▶ Data extract
────────────────

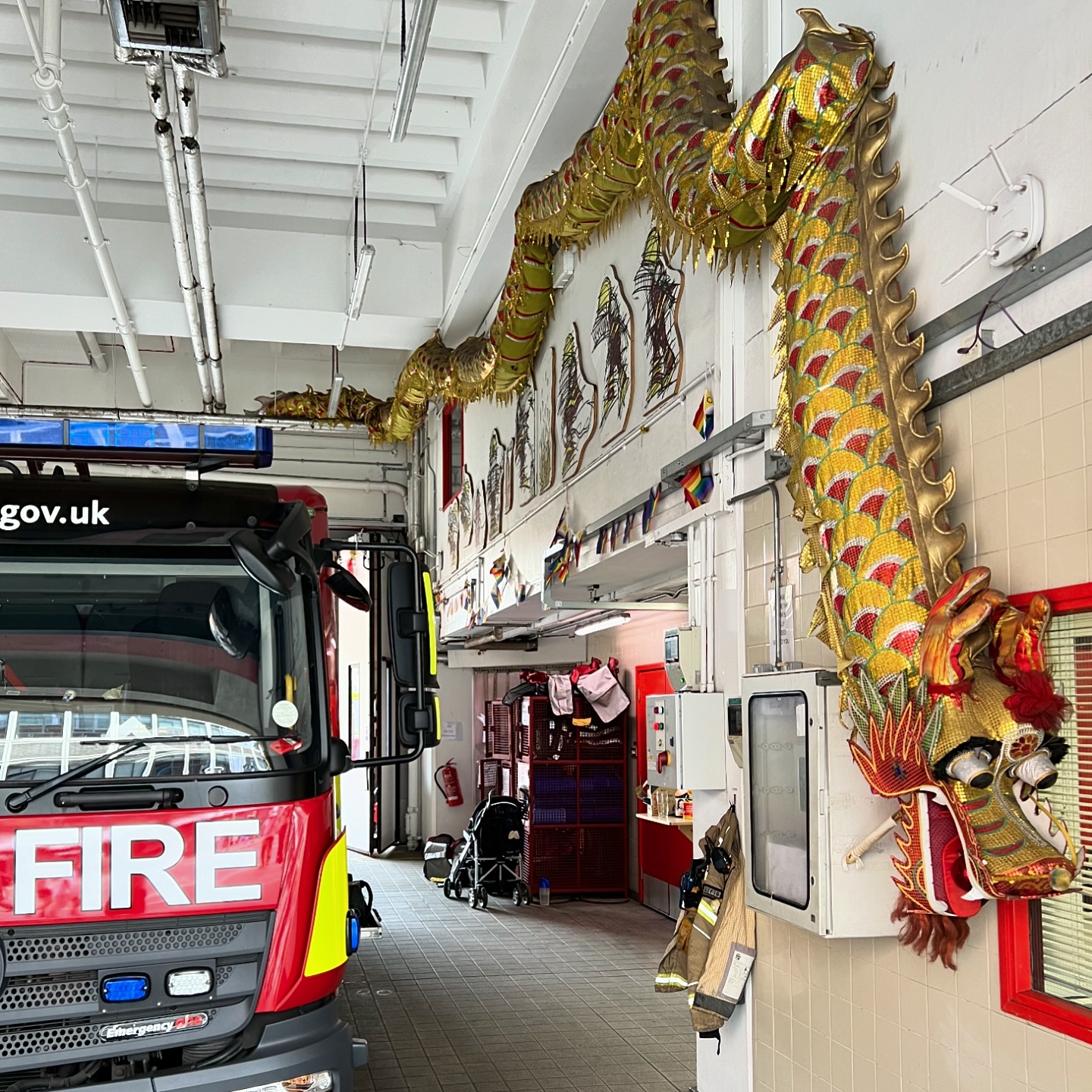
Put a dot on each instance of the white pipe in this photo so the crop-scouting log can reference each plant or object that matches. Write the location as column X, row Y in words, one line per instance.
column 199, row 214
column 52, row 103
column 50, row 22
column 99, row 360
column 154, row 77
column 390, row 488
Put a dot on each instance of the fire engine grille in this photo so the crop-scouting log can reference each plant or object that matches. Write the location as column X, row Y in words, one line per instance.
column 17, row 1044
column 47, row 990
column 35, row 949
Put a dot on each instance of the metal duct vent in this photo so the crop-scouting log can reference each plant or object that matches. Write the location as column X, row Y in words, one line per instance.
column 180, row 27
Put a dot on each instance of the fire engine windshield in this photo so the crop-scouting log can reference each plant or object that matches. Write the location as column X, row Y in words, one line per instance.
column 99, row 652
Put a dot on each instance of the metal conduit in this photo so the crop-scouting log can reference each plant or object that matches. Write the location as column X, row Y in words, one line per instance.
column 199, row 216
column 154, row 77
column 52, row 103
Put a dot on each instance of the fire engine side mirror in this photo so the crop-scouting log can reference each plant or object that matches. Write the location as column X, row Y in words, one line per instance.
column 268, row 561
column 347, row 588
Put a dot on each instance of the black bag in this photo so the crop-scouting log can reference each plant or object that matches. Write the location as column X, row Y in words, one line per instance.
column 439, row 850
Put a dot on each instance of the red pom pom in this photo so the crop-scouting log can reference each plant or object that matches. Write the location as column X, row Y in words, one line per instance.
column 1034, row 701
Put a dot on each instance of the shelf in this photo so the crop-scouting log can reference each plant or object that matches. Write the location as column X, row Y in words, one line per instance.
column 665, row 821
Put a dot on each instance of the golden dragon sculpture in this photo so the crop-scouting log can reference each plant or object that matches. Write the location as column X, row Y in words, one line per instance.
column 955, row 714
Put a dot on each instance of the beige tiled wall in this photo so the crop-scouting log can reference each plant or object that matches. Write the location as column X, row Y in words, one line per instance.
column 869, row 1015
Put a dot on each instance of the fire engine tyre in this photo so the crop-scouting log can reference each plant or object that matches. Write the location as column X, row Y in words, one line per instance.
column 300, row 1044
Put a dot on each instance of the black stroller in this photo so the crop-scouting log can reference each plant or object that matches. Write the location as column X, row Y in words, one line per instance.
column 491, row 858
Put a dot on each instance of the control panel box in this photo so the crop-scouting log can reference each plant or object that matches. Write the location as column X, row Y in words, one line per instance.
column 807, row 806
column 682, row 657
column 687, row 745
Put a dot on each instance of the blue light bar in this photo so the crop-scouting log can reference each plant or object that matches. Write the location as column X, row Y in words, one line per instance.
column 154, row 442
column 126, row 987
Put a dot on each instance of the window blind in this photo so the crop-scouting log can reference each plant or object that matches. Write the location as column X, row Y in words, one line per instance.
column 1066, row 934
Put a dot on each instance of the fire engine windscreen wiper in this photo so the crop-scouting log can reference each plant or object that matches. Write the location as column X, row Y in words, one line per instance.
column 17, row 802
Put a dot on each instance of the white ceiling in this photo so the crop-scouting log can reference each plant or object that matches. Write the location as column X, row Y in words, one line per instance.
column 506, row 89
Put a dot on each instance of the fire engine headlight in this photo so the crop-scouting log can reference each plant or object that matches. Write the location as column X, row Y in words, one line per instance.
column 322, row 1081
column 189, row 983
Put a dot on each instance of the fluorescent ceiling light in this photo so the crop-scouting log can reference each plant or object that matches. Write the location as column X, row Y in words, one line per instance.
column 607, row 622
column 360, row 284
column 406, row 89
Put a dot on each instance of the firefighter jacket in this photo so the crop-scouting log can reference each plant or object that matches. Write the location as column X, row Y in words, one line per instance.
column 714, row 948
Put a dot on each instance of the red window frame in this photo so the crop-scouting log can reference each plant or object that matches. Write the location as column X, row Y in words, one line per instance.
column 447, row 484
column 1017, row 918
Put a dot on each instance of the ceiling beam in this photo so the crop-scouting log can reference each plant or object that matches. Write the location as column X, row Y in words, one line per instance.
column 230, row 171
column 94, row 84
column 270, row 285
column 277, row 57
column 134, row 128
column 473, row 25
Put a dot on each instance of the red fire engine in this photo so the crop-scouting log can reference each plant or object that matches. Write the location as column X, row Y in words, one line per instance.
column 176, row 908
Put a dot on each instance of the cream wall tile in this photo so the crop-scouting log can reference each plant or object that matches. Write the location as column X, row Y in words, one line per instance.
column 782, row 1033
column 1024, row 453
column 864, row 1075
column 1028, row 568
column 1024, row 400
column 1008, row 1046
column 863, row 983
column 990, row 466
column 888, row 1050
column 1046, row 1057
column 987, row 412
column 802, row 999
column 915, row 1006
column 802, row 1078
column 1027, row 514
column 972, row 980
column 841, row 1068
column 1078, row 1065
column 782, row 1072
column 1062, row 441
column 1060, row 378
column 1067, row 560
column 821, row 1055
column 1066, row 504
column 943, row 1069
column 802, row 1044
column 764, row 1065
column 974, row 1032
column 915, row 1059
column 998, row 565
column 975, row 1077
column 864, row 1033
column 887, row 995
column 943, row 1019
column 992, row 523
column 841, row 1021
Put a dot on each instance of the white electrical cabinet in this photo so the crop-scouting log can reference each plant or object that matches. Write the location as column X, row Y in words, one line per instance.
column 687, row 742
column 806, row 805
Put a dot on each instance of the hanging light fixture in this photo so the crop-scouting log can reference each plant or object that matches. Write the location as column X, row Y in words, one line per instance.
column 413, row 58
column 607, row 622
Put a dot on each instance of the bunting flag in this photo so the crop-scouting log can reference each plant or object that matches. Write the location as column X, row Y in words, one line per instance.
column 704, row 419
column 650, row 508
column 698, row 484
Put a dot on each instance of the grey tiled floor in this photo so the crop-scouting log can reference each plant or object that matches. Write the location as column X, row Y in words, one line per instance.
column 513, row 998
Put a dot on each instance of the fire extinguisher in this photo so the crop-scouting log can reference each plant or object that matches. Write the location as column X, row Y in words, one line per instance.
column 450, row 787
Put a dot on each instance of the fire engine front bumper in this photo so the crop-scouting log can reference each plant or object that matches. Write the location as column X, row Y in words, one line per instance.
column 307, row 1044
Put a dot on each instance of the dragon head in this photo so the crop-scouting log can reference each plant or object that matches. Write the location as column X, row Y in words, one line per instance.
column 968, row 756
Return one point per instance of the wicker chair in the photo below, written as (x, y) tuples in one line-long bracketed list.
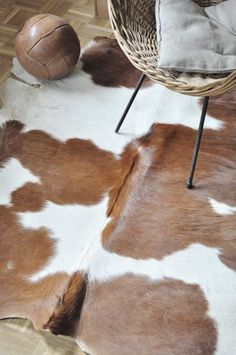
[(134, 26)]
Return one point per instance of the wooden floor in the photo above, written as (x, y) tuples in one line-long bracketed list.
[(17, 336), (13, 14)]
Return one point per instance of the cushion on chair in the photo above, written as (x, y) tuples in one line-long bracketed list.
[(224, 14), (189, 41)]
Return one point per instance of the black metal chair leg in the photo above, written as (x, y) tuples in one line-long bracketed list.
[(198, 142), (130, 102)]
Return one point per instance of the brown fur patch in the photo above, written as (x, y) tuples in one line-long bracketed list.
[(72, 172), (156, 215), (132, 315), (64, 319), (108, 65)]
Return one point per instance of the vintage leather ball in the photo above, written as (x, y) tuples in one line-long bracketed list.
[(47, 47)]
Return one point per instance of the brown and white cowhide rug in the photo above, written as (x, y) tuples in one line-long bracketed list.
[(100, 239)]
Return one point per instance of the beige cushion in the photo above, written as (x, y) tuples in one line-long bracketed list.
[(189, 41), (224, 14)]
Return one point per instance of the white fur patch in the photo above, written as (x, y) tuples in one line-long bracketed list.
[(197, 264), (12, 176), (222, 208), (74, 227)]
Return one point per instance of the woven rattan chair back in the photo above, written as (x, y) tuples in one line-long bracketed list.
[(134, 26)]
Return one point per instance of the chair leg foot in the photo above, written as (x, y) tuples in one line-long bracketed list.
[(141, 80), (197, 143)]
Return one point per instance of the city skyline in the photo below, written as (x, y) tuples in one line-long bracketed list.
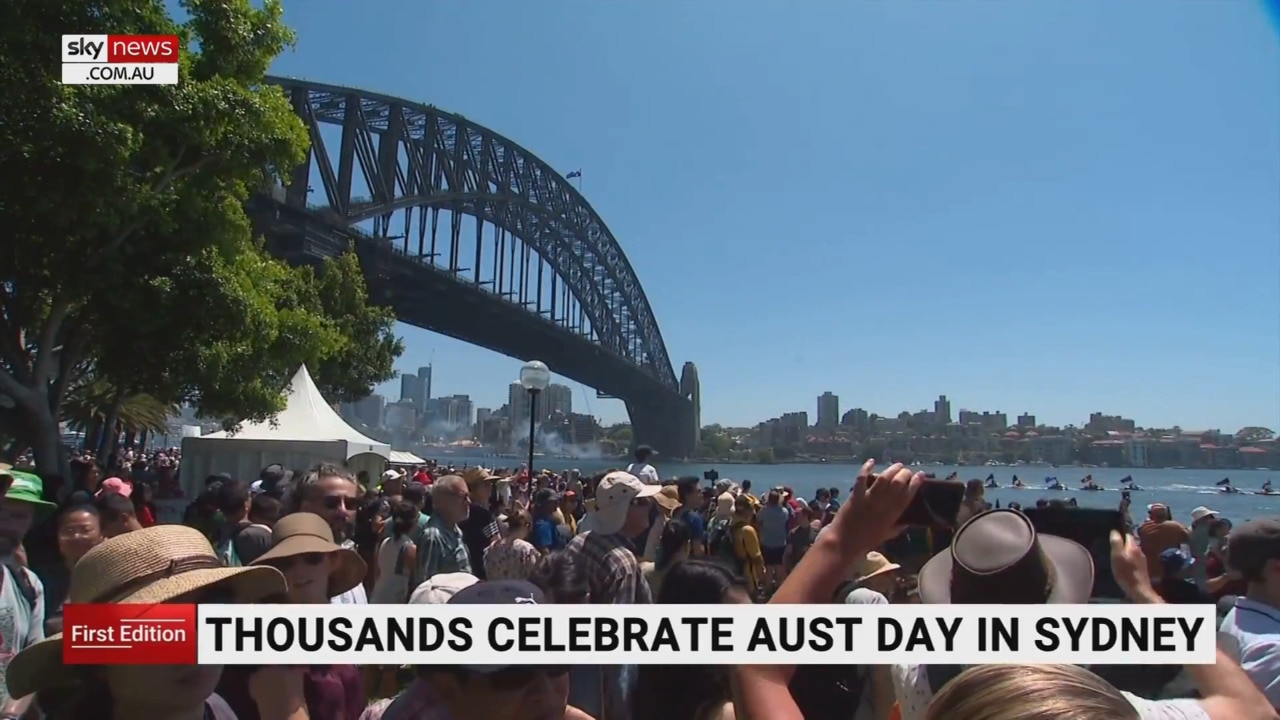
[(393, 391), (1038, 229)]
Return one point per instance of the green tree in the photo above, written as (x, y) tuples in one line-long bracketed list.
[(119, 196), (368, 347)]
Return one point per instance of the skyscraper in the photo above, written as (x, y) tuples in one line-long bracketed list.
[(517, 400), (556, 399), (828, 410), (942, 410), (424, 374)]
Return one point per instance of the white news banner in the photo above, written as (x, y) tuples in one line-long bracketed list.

────────────────

▶ Do this
Copy the listing verbatim, from the line containing "Put a dot on each instance of the firefighter" down to the line containing "column 1017, row 918", including both of those lines.

▶ Exercise result
Put a dot on each instance of the firefighter jacket in this photo so the crop-scouting log can reference each plant or object that matches. Write the location as column X, row Y in words, one line per instance.
column 714, row 948
Put a dot on each instance of the red window frame in this photo so the crop-scouting log can reference each plant or object that matches. Write the location as column X, row Y in words, one line per instance.
column 447, row 484
column 1017, row 918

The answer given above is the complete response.